■ REQUIREMENT 1 ■
Answer these from the passage on modeling light:
(a) At dawn, at roughly what angle do light rays hit where you are?
(b) What are the two typical types of attenuation?
(c) In ranged attenuation, what happens to L at a certain distance?
■ REQUIREMENT 2 ■
Give a continuation of the passage on modeling light, starting after its last sentence.

━━━━━ QUOTED PASSAGE

Light rays in Sofia Cathedral

[image by -lvinst-]

There are also indoor scenes where natural light streams in through a window, and you get a rectangular block of light in the scene. That’s … a little out of scope for now. You can research on volumetric lighting for more information.

Right now, we’ll work on light that we can’t see. I know, it sounds contradictory, but think of it this way: You see an object because light fell on it, not because you see the light. Remember the short science lesson when we discussed wavelengths of different colour reflecting off surfaces?

The most prominent source of natural light is the sun (leave out the moon and the stars). As far as I know, we’ve only got one sun, so we only have one source of light to model.

For the purposes of modelling light rays, natural light rays are parallel. They are not, strictly speaking. But by the time they reach Earth, they are almost parallel. This makes it easier to model, because there’s only one angle to consider.

What angle am I talking about? At noon, light rays hit where you are at about 90 degrees with respect to the ground. At dawn (I know you might not wake up at dawn, just humour me), light rays hit where you are at say 10 degrees. At dusk, maybe 170 degrees. Yes, this is the angle.

With a point source as far as 150 million kilometres away, calculations with a difference of fractions of a degree are wasteful (and unnecessary). Parallel rays simplify calculations. We’ll look at the detailed calculations in another article. Maybe. I don’t like manual math calculations anymore than you do…

Point sources of light

For simplicity, light sources are assumed to be point sources. Your desk lamp, your flashlight, your television, a candle flame, fireflies. And they emit light in all directions (yes, they’re very generous).

Different light angles on object vertices

I’ve made the light source visible so you can see its position relative to the cube, our main object in the scene. At close range, the areas around the (6) points on the cube are rendered and lit differently because light hits the cube at different angles.

Every single point on the cube is hit by our light source at a different angle. Imagine the calculations involved. This is the reason why natural light rays are assumed parallel.

You might also notice that points closer to the light source are more brightly lit. How is that modelled? Let’s look at attenuation.

Attenuation (or falloff)

There are typically 2 types of attenuation: linear and quadratic attenuation. Basically they’re just functions of distance between the position of the light source and the object vertex (the point on the object) in question.

For illustration, let the “strength” of light, L, be full “power” 1.0 at the light source. The further the distance, the lower L becomes. So L could be
L = 1.0 / (c1 * d + c0)
where c1 and c0 are some constants and d is not equal to zero (if d is zero, L is to be 1.0, remember?)

That’s linear attenuation. Then just use L as part of the lighting calculations.

What about quadratic attenuation?
L = 1.0 / (c2 * d^2 + c1 * d + c0)
where c2, c1 and c0 are some constants and d is not equal to zero

Relax, the graphics API you use probably does this (almost) automatically. This is just to let you know what’s going on behind the scenes. I know OpenGL has inbuilt functions so you can just set your choice using just a function call.

There’s another type which is ranged attenuation. Basically, L becomes zero at a certain distance. With the 2 attenuation models above, you never really get zero. I’m not sure if it’s supported by popular engines, so you might want to just keep this in mind. Maybe you’d like to implement your own to simplify calculations or produce a certain effect.


Different types of spotlights

The different spotlights are used for different effects. You’re probably familiar with cylindrical or conical spotlights. They’re used to highlight people when they’re on stage.

━━━━━━━━━━
━━━━━ DATA PROVIDED

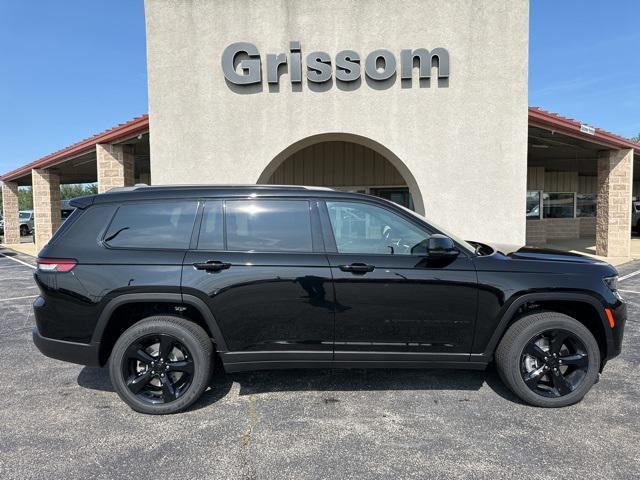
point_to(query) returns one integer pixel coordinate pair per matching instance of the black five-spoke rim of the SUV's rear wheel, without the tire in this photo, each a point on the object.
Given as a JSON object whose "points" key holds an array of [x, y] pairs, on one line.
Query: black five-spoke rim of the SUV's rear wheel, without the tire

━━━━━━━━━━
━━━━━ DATA PROVIDED

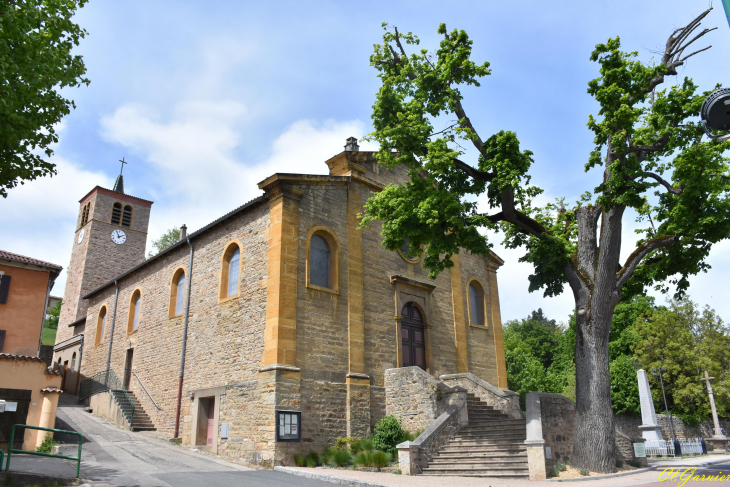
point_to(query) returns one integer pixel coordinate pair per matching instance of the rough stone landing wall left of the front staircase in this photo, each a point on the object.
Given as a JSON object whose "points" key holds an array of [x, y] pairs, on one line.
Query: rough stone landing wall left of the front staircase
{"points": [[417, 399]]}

━━━━━━━━━━

■ EXPECTED ANSWER 1 ■
(a) About 10 degrees.
(b) Linear and quadratic attenuation.
(c) L becomes zero.

■ EXPECTED ANSWER 2 ■
The square spotlight and parallel lights are, well, … because we can. *smile* Remember, in the virtual world, it’s sometimes easier to create certain effects. You can create a heart-shaped spotlight if you really want to.

Ambient light

Sometimes, objects are lit brighter than expected. You’ve taken into consideration the natural light and the light sources you specified. Yet the objects still look a bit brighter.

This is ambient light in effect. Maybe your calculations aren’t as precise or as close to “reality” as you thought. Things like light from the other side of the planet bouncing up to the sky, bouncing off clouds, bouncing off the sea, bounce, bounce, bounce and ended up at your scene. Add to that light from digital watches, fireflies, neon signs, candle flames, office buildings and what-not, and you get a low amount of light that’s ever present.

To model this, we simply brighten everything up a little bit, say 5% more. We don’t care what’s the source. See, that was easy.


Rounding this discussion on light, we have radiosity. Basically it’s light bounced off another (diffuse) surface. It’s computationally intensive, so it’s not appropriate for real-time renderings and games.

I don’t have any specific pictures on radiosity to show you (because I haven’t installed my other rendering software with this feature). Try searching at Flickr for some examples.

Where’s the camera?

The virtual camera acts very much like real-world cameras. You are just able to do more stunts with them. *smile*

Camera positions are represented using a vector with X-, Y- and Z-coordinates. Depending on the graphics API you use, you might also have a W-coordinate, which is usually 1.0. For our discussion here, it’s not important. You can refer to more information by searching on homogeneous coordinates and affine transformations.

What are you looking at?

Having a camera position isn’t enough. You need to know what the camera is looking at. Imagine a camera moving from one point to another, yet it keeps looking at the same object.

For example, you change the camera from one position

Camera position 1

to another position, but still looking at the same object

Camera position 2

Are you upright?

A final component of cameras is the upright position. It’s easier just to show you. First, we have the camera in upright position.

Camera in upright position

Then we tilt it left a little.

Camera tilted left

Then we tilt it right a little.

Camera tilted right

We tilt it up a little.

Camera tilted up

And we tilt it down a little.

Camera tilted down

In particular, you can tilt left or right, and still look at the object in question and keep your camera position.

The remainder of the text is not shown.